Supplied text:
My research interests lie in the field of mathematical biology and machine learning for biomedical imaging. Mathematical biology uses mathematics and statistical techniques to explain and predict biological phenomena. My mathematical interests include formulation, analysis, parameter estimation, and uncertainty quantification of ordinary and partial differential equation models. My biological interests lie in heterogeneity in cellular biology (cancer modeling), physiological modeling, and ecotoxicological modeling. I create novel machine learning algorithms to perform cell segmentation is phase-contrast biomedical images. Click on each heading below to learn more about specific projects.

Glioblastoma Multiforme Modeling

Glioblastoma Multiforme (GBM) is an aggressive form of brain cancer which has survival time, with treatment, of approximately 12-15 months. GBM is of interest for clinicians and mathematicians alike because it is inherently heterogeneous. This complicates both mathematically modeling tumor growth and diffusion and devising treatment strategies.

In a large collaborative effort, I recently published a paper examining the ability of the basic reaction-diffusion equation, which assumes cellular homogeneity with respect to growth and diffusion, to fit in vivo data of GBM growth and diffusion. Results from this work are shown below with actual tumor in green and simulated tumor in red:

This poor fit inspired me to investigate methods of incorporating cellular heterogeneity into my models. I, along with Tracy Stepien and Yang Kuang, investigated a both a reaction-convection-diffusion equation and a two-equation model to explain in vitro experimental data. For the reaction-convection-diffusion model, we proposed a density-dependent diffusion term in which cells in high-density areas exhibited lower motility and cells in low-density areas exhibited higher motility. We proved existence and stability of traveling wave solutions. For the two-equation model, deemed 'go-or-grow' we assumed two subpopulations: one that grows and one that moves. Fits to experimental data for both models, along with the reaction-diffusion equation are displayed below.

 

Most recently, with Kevin Flores and H. T. Banks, we proposed a random differential equation version of the reaction-diffusion equation for modeling GBM. This model assumes that growth and diffusion are random variables rather than static parameters. We have shown that, using synthetic data, we are able to recover the probability distributions of the growth and diffusion parameters. We hope to continue our work in the area by quantifying uncertainties in this model and fitting to experimental data. Results of the inverse problems for synthetic data are portrayed below:

Machine Learning for Biomedical Image Analysis

Cell segmentation is an important task in the biomedical field, but it can be laborious and time consuming. Machine learning has emerged as a powerful tool that can automate image segmentation tasks with accuracy. We recently proposed a convolutional neural network that traces the cell boundary, ensuring a contiguously segmented region. The video below displays the cell tracer in action. The white represents the ground truth segmentation of the cell, the green is the machine learning predicted cell trace. The 'predicted moves' shows the next 20 pixels predicted by our network and the direction choice shows the direction the tracer moves in next.

Source data:
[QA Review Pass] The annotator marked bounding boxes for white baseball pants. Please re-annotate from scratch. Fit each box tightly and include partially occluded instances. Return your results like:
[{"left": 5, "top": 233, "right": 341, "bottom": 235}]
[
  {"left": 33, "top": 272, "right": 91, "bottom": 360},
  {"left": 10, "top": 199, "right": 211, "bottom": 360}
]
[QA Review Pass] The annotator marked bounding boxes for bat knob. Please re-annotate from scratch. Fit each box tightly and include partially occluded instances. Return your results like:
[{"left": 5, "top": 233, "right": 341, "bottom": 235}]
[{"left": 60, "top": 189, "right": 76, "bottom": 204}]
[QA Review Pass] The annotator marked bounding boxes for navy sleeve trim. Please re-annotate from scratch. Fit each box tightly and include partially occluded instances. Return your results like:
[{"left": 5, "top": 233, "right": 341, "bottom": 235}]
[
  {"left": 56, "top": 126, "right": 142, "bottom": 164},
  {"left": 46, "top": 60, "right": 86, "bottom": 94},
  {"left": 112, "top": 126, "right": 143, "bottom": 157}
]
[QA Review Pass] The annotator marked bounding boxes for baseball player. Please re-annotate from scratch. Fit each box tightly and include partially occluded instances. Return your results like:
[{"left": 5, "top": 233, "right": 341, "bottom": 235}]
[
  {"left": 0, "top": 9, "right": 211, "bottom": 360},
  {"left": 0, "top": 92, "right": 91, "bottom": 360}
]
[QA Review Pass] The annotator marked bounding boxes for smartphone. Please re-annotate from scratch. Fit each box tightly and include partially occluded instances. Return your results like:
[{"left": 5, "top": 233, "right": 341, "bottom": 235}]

Actions to take:
**a.** Translate this sentence from the text above on mathematical biology and biomedical imaging research into Spanish: "Machine learning has emerged as a powerful tool that can automate image segmentation tasks with accuracy."
**b.** Pick up the text above on mathematical biology and biomedical imaging research after its final sentence and continue writing it.

Outputs by task:
**a.** El aprendizaje automático se ha convertido en una herramienta poderosa que puede automatizar con precisión las tareas de segmentación de imágenes.

**b.**
 

Toxicological Modeling of Daphnia magna

Daphnia magna is a species of water flea used for toxicity testing because of their sensitivity to exogenous chemicals. They are also considered a model organism for ecological theory. Toxicity tests are often performed at the individual level, however, we really want to know what the effect on an entire population is, so we use mathematics to infer population-level effects from individual-level effects.

Recently, Kevin Flores, H. T. Banks, Gerald LeBlanc, and I formulated a continuous structured population model incorporating density-independent birth, survival and fecundity rates (derived from individual-level data) multiplied with density-dependent birth, survival, and fecundity rates. We performed parameter estimation and uncertainty quantification of the model with respect to data collected in a population-level microcosm. Resulting fits are presented below. Future work will extend this framework to animals treated with toxicological substances.

 

One reason toxicity tests are not performed at the population level is that counting populations of daphnids is time-consuming. We recently devised a method of collecting daphnid population counts using convolutional neural networks and grey-scale images obtained with a document scanner. We used this software to perform a toxicological assessment of pendimethalin, an herbicide, on Daphnia magna populations. Currently, we are re-training our convolutional neural network to segment and classify daphnids in color images. In the future, we plan to do video classification in order to distinguish between female and male daphnids.

Prostate Cancer Modeling

As part of my thesis, I worked with Yang Kuang to generalize an existing model combining androgen deprivation therapy with immunotherapy (in the form of dendritic cell vaccines) for treating late-stage prostate cancer. We showed that, assuming the same total dosage of dendritic cells, more frequent injections resulted in delayed treatment resistance. We analyzed the 6D system and determined a critical dendritic cell vaccine dosage that resulted in stability of the disease-free equilibrium. Applying a quasi-steady state argument, we reduced the dimensionality of the system in order to determine the global dynamics.